_DOCUMENT PASSAGE_
How The Kernel Manages Your Memory内核如何管理你的内存

After examining the virtual address layout of a process, we turn to the kernel and its mechanisms for managing user memory. Here is gonzo again:

Linux kernel mm_struct

Linux processes are implemented in the kernel as instances of task_struct, the process descriptor. The mm field in task_struct points to the memory descriptor, mm_struct, which is an executive summary of a program's memory. It stores the start and end of memory segments as shown above, the number of physical memory pages used by the process (rss stands for Resident Set Size), the amount of virtual address space used, and other tidbits. Within the memory descriptor we also find the two work horses for managing program memory: the set of virtual memory areas and the page tables. Gonzo's memory areas are shown below:

Kernel memory descriptor and memory areas

Each virtual memory area (VMA) is a contiguous range of virtual addresses; these areas never overlap. An instance of vm_area_struct fully describes a memory area, including its start and end addresses, flags to determine access rights and behaviors, and the vm_file field to specify which file is being mapped by the area, if any. A VMA that does not map a file is anonymous. Each memory segment above (e.g., heap, stack) corresponds to a single VMA, with the exception of the memory mapping segment. This is not a requirement, though it is usual in x86 machines. VMAs do not care which segment they are in.

A program's VMAs are stored in its memory descriptor both as a linked list in the mmap field, ordered by starting virtual address, and as a red-black tree rooted at the mm_rb field. The red-black tree allows the kernel to search quickly for the memory area covering a given virtual address. When you read file /proc/pid_of_process/maps, the kernel is simply going through the linked list of VMAs for the process and printing each one.

In Windows, the EPROCESS block is roughly a mix of task_struct and mm_struct. The Windows analog to a VMA is the Virtual Address Descriptor, or VAD; they are stored in an AVL tree. You know what the funniest thing about Windows and Linux is? It's the little differences.

The 4GB virtual address space is divided into pages. x86 processors in 32-bit mode support page sizes of 4KB, 2MB, and 4MB. Both Linux and Windows map the user portion of the virtual address space using 4KB pages. Bytes 0-4095 fall in page 0, bytes 4096-8191 fall in page 1, and so on. The size of a VMA must be a multiple of page size. Here's 3GB of user space in 4KB pages:

4KB Pages Virtual User Space

The processor consults page tables to translate a virtual address into a physical memory address. Each process has its own set of page tables; whenever a process switch occurs, page tables for user space are switched as well. Linux stores a pointer to a process' page tables in the pgd field of the memory descriptor. To each virtual page there corresponds one page table entry (PTE) in the page tables, which in regular x86 paging is a simple 4-byte record shown below:

x86 Page Table Entry (PTE) for 4KB page

Linux has functions to read and set each flag in a PTE. Bit P tells the processor whether the virtual page is present in physical memory. If clear (equal to 0), accessing the page triggers a page fault. Keep in mind that when this bit is zero, the kernel can do whatever it pleases with the remaining fields. The R/W flag stands for read/write; if clear, the page is read-only. Flag U/S stands for user/supervisor; if clear, then the page can only be accessed by the kernel. These flags are used to implement the read-only memory and protected kernel space we saw before.

Bits D and A are for dirty and accessed. A dirty page has had a write, while an accessed page has had a write or read. Both flags are sticky: the processor only sets them, they must be cleared by the kernel. Finally, the PTE stores the starting physical address that corresponds to this page, aligned to 4KB. This naive-looking field is the source of some pain, for it limits addressable physical memory to 4 GB. The other PTE fields are for another day, as is Physical Address Extension.

_DATA SECTION_
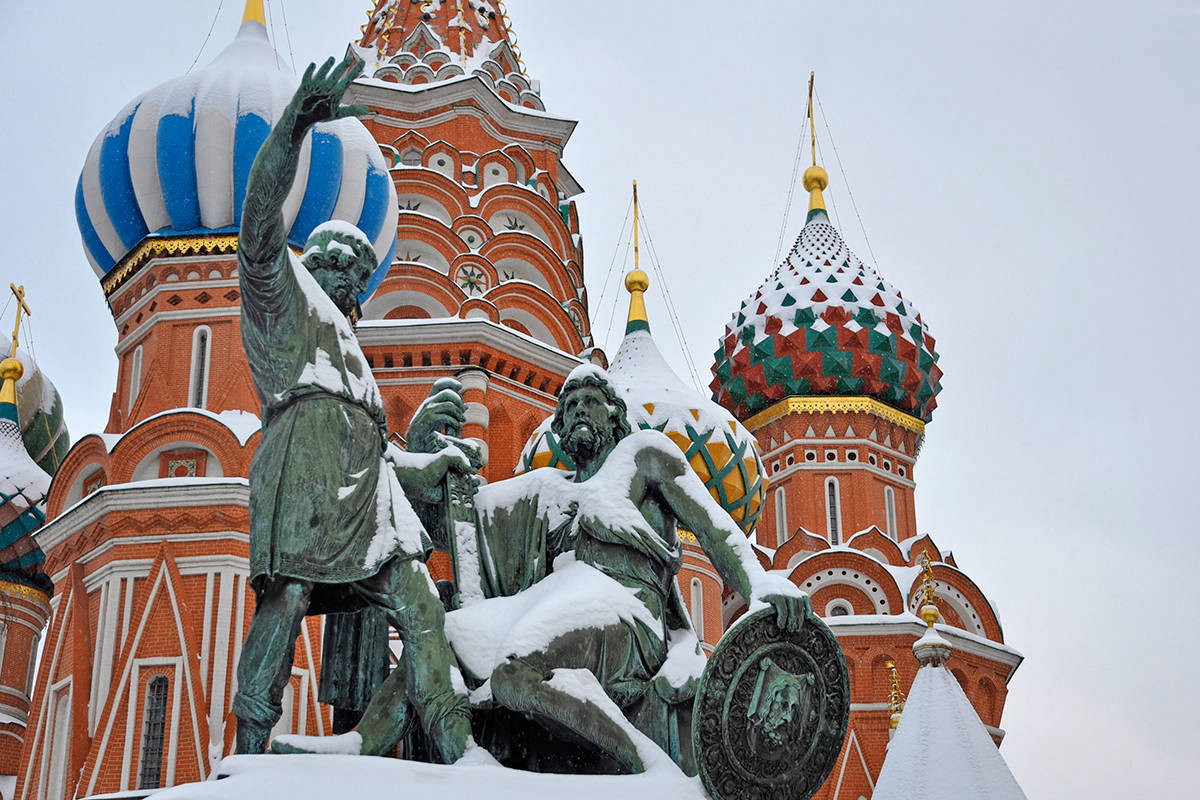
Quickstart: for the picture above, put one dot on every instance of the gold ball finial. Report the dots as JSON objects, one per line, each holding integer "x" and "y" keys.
{"x": 11, "y": 370}
{"x": 815, "y": 178}
{"x": 637, "y": 281}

_PROBLEM SET_
A - Please reproduce the kernel memory article passage that begins at the words "Bits D and A" and stops after "Physical Address Extension.", switching "dirty" to "modified".
B - Translate this sentence from the kernel memory article into Spanish: "Each process has its own set of page tables; whenever a process switch occurs, page tables for user space are switched as well."
C - According to the kernel memory article, what structure stores the Virtual Address Descriptors in Windows?
The listing comes from a different source than the kernel memory article.

_SOLUTIONS BY TASK_
A -
Bits D and A are for modified and accessed. A modified page has had a write, while an accessed page has had a write or read. Both flags are sticky: the processor only sets them, they must be cleared by the kernel. Finally, the PTE stores the starting physical address that corresponds to this page, aligned to 4KB. This naive-looking field is the source of some pain, for it limits addressable physical memory to 4 GB. The other PTE fields are for another day, as is Physical Address Extension.

B - Cada proceso tiene su propio conjunto de tablas de páginas; cada vez que se produce un cambio de proceso, las tablas de páginas del espacio de usuario también se cambian.

C - An AVL tree.